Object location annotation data
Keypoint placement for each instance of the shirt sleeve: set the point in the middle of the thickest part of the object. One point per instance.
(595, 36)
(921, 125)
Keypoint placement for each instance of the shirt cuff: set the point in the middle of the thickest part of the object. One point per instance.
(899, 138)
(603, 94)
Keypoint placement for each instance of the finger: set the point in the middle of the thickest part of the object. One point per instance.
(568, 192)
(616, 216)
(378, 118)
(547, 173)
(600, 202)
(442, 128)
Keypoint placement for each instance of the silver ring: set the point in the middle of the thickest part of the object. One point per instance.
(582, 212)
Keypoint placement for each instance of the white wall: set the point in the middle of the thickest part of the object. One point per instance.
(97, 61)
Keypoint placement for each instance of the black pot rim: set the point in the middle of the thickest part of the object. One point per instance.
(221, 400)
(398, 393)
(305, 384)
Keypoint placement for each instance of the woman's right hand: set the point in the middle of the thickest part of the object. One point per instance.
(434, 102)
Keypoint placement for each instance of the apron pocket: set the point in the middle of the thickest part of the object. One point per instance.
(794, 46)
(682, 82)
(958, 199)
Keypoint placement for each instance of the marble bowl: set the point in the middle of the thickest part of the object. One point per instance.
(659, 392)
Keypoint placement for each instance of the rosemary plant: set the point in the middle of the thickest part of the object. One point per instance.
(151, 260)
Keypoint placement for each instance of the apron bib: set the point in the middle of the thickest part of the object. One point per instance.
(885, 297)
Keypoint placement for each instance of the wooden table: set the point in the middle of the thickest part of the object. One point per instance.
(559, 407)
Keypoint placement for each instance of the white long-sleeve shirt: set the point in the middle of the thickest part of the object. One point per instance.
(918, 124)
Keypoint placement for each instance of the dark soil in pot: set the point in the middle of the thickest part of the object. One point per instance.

» Stated goal
Arrange all the entries above as a JSON list of strings, with one string per line and no blank lines.

» Output
[
  "Keypoint placement for each instance of the shirt sleeve: set the point in the middle of the thickest part of the object. One point per instance.",
  "(595, 36)",
  "(921, 125)",
  "Keypoint placement for each instance of the shirt cuff: set the point in the middle of the thickest part of the object. One point per instance.",
  "(899, 138)",
  "(603, 94)",
  "Keypoint placement for each instance of the finger: set the point in the middle of the thickest part of the object. One point per instance.",
  "(568, 192)",
  "(616, 216)",
  "(378, 118)",
  "(547, 173)",
  "(600, 202)",
  "(442, 128)",
  "Keypoint placement for each instance of the silver ring: set the point in the middle of the thickest part of the object. One point per instance.",
  "(582, 212)",
  "Keypoint placement for each instance of the white wall: set the point in the middle of the thickest part of the object. One point per instance.",
  "(97, 61)",
  "Keypoint placement for each instance of the black pot rim: set the point in the middle of the thickest part of the object. One point per instance.",
  "(221, 400)",
  "(398, 393)",
  "(305, 384)",
  "Keypoint placement for each instance of the woman's right hand: set the point in the middle of the thickest part of the object. One point per instance.",
  "(434, 102)",
  "Keypoint placement for each instance of the apron pocket: set the point in the middle of the thickest part of the object. One point per instance.",
  "(794, 46)",
  "(682, 82)",
  "(958, 199)",
  "Keypoint placement for each instance of the marble bowl: set the point in the middle of the thickest part of the object. One point per instance.",
  "(659, 392)",
  "Keypoint placement for each instance of the rosemary plant: set the point in the middle of the thickest part of the object. One point per instance.",
  "(151, 260)",
  "Keypoint placement for each instance of the apron bib: set the point in the middle of the thickest part of the object. One point per instance.",
  "(885, 297)",
  "Keypoint placement for each instance of the wooden table: set the point in the middle of the thickest part of the object. One point per instance.",
  "(559, 407)",
  "Keypoint placement for each instance of the white long-sleeve shirt: set the point in the middle of the thickest part of the object. One point per instance.",
  "(918, 124)",
  "Keypoint placement for each instance of the dark soil in pot: set the point in the middle of the thickest part of the object. One point per instance."
]